• _Work to do_: Resume the blog excerpt about impulse-bought plates and rediscovering the public library, writing on from its last sentence.

• _Selected extract_:

____

You are the best company a person could ask for. I am so happy to sit back and bask in your five-year-old glow. It's really and truly one of my greatest pleasures.

Thursday, March 27, 2008

I just bought these without thinking


Saw them, grabbed them and walked directly to the cash register to pay for them and bring them home with me. I'm not entirely sure what made me fall in love with these plates so instantly. All I know is that I do love them and can't wait for a reason to use them.

Looking back, I think it might have been the honey bear that did it.

Friday, March 21, 2008

Do people know about this???


Are you aware that there's a place of awesomeness where a person can borrow any book their little heart desires. For free? This magical place is quiet and welcomes children and sends you kind emails to tell you that "hey! you've kept our book too long, would you like to keep it for a few more weeks? No, problem. Thanks for letting us know. You can give us the 20 cents we're going to penalize you for pretty much ignoring us whenever it's convenient for you." Damn. How on earth did I manage to forget about the library for so many years? I don't even want to contemplate the money I've wasted over the last few decades buying books. I'm a reader. I read a lot. I think at one point post-college the vague idea of the library as a place to get books rather than to cram for finals must have crossed my mind and I'm pretty sure the germaphobe that lives inside me pushed that idea away just as quickly. But now that I'm a parent (ie: broke and pretty much covered in germs anyway) the library seems downright dreamy. Here's how it works in my world: First, I walked into my neighborhood library and produced my driver's license and was handed a library card. duh. Then I established on online account where, get this - I reserve every and any book that might slightly catch my interest and then! the library elves find said books and TRANSFER them to my neighborhood library which triggers an extremely nice email notification that my books are ready to be picked up. It's seriously Christmas everyday. You should do this. Perhaps you already are. If so, you're about 100 times smarter than me and probably have a really nice savings account where I, on the other hand, have a bunch of books sitting in boxes in my garage.

____

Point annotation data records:
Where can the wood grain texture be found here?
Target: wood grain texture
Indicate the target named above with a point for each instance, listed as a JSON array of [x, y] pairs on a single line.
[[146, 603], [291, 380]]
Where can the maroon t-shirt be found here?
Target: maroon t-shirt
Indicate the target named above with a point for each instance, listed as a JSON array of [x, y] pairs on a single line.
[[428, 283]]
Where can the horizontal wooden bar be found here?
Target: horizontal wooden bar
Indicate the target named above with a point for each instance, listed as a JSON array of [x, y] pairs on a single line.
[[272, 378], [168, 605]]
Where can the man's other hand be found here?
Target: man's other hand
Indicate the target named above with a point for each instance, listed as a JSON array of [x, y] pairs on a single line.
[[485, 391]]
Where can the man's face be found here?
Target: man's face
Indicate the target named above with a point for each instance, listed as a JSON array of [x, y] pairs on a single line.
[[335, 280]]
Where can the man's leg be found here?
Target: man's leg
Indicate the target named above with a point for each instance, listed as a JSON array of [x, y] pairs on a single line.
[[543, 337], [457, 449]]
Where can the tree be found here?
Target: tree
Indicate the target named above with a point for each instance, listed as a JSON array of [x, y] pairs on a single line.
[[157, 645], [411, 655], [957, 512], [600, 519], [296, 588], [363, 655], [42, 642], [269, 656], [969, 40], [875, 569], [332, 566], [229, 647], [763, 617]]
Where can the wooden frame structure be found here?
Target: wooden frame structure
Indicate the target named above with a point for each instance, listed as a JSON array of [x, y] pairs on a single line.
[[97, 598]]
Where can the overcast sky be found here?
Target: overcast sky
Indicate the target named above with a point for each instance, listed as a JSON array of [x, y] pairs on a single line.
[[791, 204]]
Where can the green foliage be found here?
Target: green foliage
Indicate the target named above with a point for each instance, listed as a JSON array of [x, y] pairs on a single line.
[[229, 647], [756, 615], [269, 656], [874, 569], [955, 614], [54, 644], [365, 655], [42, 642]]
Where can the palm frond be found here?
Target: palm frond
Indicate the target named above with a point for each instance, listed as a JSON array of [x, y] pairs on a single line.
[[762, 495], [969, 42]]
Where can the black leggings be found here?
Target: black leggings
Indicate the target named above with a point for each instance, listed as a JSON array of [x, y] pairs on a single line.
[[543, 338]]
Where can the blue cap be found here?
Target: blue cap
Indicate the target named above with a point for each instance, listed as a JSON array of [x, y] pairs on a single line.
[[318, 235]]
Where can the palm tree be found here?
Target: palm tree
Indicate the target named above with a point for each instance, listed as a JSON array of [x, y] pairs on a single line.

____

• _Result_:
Wednesday, March 19, 2008

the dog days of toddlerhood

My baby is almost three. On the nights when he can't fall asleep and the music on the side of his crib has been turned on and off and on and off - the toddler equivalent of counting sheep - and he finally starts crying for me in sleepy frustration, I go into his room to see what the matter might be. His room still smells vaguely of baby. One part baby powder (even though we never used baby powder), one part Pampers (even though we never used Pampers) and one part milk (even though nursing is long over). On these nights I sit in the rocking chair with this little boy clinging to me and try and tell myself to remember this feeling. It won't be long and this room will smell all-boy and this boy won't consider sitting quietly with his mama an option in any way. On these nights I try to somehow physically pour love into his little solid frame and to let that part of him that is still mine seep into me. Just to stow away all that love to last me during the times when I might not be his favorite person. Love that will sustain us both during the silent years. Those years when I won't know exactly what he's feeling and needing every second of the day, usually me. Just to sit with him and be still.

Friday, March 14, 2008

I'm so loving....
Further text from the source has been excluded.